◆ **Work instructions**: Find each line in the records below that contains the word "shelf" and copy it. Case matters when matching.
######
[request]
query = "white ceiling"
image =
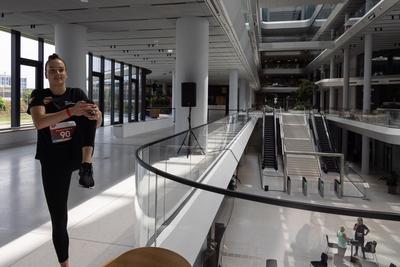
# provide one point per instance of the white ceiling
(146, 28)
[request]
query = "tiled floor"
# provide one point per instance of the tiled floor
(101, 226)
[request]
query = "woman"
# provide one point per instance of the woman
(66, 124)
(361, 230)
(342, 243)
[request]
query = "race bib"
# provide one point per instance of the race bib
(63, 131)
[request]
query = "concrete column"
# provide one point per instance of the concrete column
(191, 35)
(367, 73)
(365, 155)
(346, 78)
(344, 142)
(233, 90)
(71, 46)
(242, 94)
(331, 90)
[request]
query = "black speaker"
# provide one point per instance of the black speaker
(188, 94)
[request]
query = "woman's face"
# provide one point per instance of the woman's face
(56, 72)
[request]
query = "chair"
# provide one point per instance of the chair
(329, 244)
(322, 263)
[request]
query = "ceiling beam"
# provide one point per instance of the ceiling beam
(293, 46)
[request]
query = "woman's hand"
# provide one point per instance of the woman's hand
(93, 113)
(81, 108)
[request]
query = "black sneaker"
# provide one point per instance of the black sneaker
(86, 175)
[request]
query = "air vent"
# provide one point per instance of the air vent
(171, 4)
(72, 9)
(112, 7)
######
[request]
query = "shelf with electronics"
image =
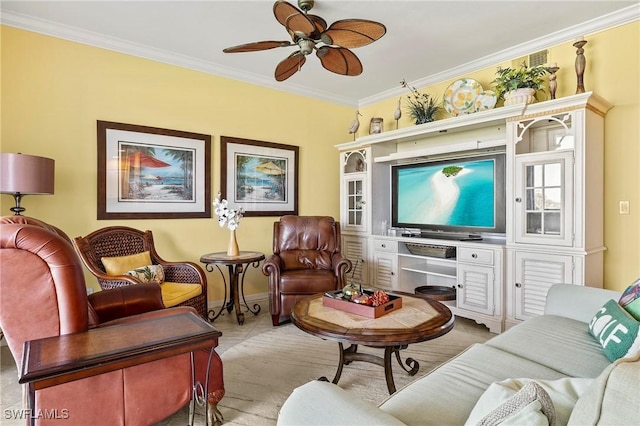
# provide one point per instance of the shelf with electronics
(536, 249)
######
◆ **Task answer**:
query = "shelf with electronics"
# provide one point per instance of the shelf with electronics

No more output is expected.